▸ **SHORT PROBLEM**
Could you render the part of the data that opens with the line containing "(format x=275, y=281)" and runs to the end of the data as a JSON list of strings, with one string per line and blank lines left out?

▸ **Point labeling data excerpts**
# # #

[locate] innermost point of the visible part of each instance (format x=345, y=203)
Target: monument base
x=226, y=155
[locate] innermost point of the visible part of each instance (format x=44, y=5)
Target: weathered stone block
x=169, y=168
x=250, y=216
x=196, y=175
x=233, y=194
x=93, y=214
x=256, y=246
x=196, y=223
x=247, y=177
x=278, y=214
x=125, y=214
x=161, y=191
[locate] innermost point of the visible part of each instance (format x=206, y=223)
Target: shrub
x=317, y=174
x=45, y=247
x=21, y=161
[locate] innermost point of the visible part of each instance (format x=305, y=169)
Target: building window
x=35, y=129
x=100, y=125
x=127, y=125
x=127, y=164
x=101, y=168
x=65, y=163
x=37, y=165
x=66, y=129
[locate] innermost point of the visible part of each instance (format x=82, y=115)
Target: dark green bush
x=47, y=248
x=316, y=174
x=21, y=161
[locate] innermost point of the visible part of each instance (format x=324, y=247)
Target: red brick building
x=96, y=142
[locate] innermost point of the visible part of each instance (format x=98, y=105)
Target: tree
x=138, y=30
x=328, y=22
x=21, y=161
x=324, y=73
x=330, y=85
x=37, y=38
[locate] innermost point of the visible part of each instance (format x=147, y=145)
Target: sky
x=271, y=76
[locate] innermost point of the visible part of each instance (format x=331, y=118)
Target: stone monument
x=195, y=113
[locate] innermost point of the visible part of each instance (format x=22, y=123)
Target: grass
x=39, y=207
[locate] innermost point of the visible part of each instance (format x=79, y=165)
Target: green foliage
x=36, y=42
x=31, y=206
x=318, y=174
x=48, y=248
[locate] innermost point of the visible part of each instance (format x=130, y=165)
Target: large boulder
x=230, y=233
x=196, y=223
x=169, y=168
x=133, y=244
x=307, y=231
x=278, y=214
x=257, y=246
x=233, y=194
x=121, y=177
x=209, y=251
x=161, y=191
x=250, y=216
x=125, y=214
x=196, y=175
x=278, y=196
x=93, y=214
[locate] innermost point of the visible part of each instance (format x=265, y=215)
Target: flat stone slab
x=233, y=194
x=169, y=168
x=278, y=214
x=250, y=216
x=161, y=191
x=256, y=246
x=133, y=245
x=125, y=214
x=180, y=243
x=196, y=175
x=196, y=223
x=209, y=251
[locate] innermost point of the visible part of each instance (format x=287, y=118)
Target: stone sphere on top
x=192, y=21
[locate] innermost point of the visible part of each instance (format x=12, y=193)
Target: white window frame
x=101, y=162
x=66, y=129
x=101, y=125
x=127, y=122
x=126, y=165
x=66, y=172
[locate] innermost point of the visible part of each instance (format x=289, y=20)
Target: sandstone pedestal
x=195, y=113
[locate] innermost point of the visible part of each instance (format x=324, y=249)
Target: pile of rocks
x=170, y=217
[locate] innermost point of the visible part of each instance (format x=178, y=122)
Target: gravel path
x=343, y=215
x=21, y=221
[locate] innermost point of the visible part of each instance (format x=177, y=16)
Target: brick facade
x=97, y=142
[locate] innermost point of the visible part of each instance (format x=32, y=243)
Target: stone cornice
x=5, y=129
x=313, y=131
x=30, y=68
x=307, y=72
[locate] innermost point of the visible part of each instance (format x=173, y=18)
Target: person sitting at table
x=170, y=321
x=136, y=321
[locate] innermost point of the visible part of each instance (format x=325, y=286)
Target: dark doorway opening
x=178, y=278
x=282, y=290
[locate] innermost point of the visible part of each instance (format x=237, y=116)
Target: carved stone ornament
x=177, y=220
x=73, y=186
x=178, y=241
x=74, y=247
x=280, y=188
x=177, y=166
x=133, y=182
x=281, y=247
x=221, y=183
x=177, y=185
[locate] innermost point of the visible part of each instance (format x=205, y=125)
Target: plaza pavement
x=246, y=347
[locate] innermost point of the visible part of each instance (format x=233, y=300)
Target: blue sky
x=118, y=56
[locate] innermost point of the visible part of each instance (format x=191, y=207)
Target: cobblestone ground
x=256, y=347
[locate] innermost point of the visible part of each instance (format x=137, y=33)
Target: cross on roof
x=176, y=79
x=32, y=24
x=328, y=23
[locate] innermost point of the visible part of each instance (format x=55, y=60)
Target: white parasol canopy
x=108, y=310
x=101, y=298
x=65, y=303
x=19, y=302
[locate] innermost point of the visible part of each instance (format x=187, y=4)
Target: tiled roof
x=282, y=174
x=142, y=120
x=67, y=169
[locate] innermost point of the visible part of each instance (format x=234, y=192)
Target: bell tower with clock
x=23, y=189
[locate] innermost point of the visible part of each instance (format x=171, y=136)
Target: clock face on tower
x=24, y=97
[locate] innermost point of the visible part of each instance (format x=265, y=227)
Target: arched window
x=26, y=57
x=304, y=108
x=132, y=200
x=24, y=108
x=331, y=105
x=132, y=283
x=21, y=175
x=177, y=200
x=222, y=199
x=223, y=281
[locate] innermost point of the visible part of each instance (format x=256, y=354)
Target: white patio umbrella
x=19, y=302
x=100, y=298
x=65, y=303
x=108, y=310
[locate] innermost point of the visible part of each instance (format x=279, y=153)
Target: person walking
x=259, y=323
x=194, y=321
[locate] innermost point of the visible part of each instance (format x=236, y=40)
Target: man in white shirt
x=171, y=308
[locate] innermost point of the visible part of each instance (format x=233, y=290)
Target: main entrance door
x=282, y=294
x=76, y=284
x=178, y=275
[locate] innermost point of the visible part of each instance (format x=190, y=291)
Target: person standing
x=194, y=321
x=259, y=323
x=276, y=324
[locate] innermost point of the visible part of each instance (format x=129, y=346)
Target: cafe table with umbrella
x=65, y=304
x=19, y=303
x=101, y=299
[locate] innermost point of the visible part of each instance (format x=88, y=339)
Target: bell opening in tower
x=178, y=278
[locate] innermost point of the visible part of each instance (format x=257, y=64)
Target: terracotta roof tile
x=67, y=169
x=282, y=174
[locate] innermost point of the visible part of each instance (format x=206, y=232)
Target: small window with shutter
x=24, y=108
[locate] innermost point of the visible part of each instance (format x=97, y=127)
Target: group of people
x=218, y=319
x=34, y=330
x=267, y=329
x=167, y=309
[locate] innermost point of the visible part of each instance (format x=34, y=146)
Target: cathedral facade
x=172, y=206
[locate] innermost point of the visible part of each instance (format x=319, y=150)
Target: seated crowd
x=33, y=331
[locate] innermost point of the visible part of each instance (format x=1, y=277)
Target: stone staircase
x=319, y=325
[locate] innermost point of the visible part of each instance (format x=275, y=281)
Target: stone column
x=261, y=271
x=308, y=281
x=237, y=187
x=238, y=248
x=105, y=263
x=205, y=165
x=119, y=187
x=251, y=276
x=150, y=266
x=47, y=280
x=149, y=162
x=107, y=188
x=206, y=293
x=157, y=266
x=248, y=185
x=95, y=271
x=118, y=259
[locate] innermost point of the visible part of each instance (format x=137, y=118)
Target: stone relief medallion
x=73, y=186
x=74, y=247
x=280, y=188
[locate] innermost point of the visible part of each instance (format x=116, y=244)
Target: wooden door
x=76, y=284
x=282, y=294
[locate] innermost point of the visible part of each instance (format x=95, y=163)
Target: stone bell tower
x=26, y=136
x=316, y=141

# # #

▸ **EXERCISE SOLUTION**
[
  "[locate] innermost point of the visible part of each instance (format x=275, y=281)",
  "Target: stone column",
  "x=261, y=271",
  "x=308, y=281",
  "x=237, y=187",
  "x=238, y=248",
  "x=105, y=263",
  "x=205, y=165",
  "x=119, y=187",
  "x=251, y=276",
  "x=150, y=266",
  "x=47, y=280",
  "x=149, y=162",
  "x=107, y=188",
  "x=206, y=293",
  "x=157, y=266",
  "x=248, y=185",
  "x=95, y=271",
  "x=118, y=259",
  "[locate] innermost point of the visible part of each instance (format x=137, y=118)",
  "Target: stone relief medallion",
  "x=73, y=186",
  "x=74, y=247",
  "x=280, y=188",
  "[locate] innermost point of the visible part of each instance (format x=116, y=244)",
  "Target: wooden door",
  "x=76, y=284",
  "x=282, y=294",
  "[locate] innermost point of the visible part of each instance (format x=95, y=163)",
  "Target: stone bell tower",
  "x=26, y=136",
  "x=316, y=141"
]